** START OF PROVIDED DATA **

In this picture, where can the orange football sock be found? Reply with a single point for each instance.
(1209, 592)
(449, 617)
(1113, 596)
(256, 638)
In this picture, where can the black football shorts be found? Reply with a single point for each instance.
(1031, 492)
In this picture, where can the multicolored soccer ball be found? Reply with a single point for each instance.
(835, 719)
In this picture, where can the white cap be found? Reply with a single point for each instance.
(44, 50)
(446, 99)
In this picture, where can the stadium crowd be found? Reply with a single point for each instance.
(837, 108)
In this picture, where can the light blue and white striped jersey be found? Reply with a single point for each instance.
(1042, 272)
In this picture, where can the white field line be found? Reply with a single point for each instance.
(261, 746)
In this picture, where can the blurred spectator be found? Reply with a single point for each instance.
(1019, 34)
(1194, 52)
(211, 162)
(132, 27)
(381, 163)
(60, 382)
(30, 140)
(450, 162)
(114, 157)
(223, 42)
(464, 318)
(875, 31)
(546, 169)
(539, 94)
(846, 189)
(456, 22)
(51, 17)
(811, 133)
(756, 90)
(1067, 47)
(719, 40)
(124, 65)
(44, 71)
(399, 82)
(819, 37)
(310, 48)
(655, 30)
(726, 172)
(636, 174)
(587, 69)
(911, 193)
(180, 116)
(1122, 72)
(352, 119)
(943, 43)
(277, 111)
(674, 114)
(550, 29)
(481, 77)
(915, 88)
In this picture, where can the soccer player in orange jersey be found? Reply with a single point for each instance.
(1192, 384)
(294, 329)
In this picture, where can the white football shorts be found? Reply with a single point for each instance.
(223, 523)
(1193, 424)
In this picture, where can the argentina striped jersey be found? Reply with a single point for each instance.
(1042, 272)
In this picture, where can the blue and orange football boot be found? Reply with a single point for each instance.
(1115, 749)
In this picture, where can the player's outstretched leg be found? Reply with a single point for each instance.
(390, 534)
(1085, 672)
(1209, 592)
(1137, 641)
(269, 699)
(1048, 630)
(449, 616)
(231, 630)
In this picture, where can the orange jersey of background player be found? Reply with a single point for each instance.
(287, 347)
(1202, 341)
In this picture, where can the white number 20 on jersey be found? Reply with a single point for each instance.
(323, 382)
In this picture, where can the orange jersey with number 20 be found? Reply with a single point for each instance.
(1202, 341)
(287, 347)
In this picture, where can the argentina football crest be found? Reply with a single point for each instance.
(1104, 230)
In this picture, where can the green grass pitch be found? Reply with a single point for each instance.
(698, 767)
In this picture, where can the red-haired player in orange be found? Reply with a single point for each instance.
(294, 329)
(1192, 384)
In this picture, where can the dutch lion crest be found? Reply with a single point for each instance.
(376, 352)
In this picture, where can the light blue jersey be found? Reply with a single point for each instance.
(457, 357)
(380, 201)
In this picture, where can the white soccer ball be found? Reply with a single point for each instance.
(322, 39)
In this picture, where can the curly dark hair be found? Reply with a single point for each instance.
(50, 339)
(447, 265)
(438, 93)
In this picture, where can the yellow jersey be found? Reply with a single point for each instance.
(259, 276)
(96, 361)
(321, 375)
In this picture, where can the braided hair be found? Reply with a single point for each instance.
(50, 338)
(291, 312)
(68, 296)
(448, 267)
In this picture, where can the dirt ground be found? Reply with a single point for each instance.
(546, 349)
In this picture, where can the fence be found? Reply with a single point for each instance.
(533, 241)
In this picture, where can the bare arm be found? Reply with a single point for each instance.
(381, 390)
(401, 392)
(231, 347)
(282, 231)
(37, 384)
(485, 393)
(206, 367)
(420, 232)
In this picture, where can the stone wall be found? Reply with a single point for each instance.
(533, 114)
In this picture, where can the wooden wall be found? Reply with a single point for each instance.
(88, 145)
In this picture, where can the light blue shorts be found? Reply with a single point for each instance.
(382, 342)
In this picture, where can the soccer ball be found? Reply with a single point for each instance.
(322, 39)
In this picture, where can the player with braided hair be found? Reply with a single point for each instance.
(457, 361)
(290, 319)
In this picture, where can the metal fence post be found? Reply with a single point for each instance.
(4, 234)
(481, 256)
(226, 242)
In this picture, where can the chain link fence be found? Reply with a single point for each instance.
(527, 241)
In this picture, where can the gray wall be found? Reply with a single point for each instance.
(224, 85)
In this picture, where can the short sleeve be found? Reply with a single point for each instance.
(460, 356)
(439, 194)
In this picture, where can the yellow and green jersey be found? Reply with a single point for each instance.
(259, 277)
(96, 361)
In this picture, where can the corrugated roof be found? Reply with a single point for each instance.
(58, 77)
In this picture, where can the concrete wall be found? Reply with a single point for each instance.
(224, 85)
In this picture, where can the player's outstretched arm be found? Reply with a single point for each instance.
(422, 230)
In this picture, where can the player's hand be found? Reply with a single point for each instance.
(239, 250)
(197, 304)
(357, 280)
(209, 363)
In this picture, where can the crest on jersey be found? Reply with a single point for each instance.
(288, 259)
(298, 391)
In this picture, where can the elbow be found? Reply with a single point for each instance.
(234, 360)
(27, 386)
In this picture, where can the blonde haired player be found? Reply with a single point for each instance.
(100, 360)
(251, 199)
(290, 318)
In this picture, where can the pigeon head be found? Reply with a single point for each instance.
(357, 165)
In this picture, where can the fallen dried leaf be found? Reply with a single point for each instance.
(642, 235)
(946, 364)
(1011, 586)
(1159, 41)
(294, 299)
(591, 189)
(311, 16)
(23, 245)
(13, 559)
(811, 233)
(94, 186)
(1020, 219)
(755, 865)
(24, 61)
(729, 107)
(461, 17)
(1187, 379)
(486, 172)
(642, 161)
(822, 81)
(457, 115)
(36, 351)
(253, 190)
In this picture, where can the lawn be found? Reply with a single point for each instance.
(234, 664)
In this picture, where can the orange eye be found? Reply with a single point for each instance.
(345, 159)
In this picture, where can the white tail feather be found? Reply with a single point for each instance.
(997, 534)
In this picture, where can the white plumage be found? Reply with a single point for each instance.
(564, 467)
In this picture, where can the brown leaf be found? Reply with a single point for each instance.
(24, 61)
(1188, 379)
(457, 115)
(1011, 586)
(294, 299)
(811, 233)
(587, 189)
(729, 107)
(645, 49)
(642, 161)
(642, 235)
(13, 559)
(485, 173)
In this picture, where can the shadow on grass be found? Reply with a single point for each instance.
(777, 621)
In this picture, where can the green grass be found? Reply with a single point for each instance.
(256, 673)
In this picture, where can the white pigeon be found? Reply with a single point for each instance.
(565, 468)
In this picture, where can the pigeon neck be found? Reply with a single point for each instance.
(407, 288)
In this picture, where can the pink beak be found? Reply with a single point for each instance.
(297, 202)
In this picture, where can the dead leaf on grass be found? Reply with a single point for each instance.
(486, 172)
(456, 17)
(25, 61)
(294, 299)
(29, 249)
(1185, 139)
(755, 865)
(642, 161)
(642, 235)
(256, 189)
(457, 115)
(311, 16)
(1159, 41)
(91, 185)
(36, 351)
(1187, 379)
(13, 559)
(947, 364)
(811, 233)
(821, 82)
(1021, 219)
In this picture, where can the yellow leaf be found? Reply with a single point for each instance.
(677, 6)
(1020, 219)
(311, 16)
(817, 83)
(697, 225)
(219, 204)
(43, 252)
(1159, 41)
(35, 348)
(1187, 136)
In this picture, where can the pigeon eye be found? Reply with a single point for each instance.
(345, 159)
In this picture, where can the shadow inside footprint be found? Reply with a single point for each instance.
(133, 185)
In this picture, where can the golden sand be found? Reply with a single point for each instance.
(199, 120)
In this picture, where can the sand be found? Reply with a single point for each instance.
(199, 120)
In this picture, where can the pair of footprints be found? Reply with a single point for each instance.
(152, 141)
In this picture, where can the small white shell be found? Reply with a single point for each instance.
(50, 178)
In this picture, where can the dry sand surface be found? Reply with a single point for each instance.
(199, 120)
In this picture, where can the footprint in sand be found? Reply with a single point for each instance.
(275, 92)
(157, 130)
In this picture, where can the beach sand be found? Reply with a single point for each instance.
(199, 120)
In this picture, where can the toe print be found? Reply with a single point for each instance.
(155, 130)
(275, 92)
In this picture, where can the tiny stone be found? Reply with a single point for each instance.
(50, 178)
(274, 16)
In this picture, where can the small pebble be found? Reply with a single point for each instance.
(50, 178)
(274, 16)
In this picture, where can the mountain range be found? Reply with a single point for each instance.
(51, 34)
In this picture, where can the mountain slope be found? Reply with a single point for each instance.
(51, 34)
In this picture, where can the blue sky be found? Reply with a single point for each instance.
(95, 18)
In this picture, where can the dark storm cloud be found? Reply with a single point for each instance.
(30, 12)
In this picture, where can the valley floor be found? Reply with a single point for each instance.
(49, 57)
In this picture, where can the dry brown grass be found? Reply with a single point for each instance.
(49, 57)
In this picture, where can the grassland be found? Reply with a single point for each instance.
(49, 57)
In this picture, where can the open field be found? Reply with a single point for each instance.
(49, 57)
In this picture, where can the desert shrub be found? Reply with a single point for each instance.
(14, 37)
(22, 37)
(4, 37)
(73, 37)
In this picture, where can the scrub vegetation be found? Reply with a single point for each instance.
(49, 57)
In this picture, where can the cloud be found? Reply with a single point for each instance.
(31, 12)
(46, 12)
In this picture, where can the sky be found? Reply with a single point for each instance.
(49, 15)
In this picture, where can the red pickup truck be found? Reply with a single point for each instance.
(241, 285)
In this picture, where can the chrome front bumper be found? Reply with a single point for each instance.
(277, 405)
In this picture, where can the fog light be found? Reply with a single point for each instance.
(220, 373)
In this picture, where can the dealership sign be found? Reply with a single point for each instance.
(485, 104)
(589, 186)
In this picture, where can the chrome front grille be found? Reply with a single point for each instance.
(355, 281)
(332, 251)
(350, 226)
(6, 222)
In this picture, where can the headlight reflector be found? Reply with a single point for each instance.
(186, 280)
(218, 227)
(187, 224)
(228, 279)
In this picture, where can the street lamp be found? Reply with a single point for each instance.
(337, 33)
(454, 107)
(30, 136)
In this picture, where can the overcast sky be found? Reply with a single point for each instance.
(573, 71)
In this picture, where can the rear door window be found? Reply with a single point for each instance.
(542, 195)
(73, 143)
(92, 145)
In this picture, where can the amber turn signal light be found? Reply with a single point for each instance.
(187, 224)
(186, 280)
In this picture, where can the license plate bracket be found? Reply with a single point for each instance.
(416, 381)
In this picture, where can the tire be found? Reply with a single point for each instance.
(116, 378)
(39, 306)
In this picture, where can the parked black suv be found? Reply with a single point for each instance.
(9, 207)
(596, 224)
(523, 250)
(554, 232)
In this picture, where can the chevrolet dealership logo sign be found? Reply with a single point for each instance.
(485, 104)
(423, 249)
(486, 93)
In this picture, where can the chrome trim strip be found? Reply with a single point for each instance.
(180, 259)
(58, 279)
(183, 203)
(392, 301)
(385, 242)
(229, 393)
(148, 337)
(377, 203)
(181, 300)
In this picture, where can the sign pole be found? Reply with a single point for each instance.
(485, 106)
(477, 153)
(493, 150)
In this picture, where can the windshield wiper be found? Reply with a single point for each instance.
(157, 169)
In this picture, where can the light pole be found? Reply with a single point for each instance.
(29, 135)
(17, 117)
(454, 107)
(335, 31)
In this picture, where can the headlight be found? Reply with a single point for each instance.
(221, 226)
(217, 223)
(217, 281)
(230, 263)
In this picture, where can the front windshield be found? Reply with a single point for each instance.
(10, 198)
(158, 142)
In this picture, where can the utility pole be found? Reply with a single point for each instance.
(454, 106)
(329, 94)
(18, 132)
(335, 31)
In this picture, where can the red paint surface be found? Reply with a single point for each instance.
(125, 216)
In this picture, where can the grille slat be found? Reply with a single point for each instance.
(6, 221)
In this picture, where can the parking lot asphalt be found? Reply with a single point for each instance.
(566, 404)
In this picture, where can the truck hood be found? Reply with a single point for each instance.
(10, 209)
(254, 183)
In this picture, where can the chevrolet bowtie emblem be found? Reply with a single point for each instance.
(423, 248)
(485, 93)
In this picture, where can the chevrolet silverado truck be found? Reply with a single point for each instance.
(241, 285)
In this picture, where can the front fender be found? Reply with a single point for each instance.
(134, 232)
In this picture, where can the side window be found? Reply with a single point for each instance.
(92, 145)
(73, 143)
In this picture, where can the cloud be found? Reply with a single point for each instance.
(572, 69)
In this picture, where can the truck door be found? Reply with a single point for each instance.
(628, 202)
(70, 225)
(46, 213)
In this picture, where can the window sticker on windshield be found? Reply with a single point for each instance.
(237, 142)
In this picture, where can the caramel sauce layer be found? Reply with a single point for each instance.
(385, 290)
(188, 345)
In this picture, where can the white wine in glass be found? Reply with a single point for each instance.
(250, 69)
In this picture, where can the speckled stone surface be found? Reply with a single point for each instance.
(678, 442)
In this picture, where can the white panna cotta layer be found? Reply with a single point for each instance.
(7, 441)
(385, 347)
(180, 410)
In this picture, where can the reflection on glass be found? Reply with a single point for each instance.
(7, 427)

** END OF PROVIDED DATA **

Only the lines from the one that contains "In this picture, where can the window" to the end of the data should be output, exactly as they appear.

EXERCISE RESPONSE
In this picture, where can the window sticker on windshield be found? Reply with a single point for each instance.
(237, 142)
In this picture, where can the caramel sauce layer be found? Reply with a single point for each instance.
(385, 290)
(188, 345)
In this picture, where can the white wine in glass be found? Reply with a single point for each instance.
(250, 69)
In this picture, where can the speckled stone surface be found? Reply with a single point for each instance.
(678, 442)
In this picture, where can the white panna cotta layer be found? Reply with a single point for each instance.
(7, 441)
(385, 347)
(180, 410)
In this picture, where can the reflection on glass be found? Reply with a single point for each instance.
(7, 427)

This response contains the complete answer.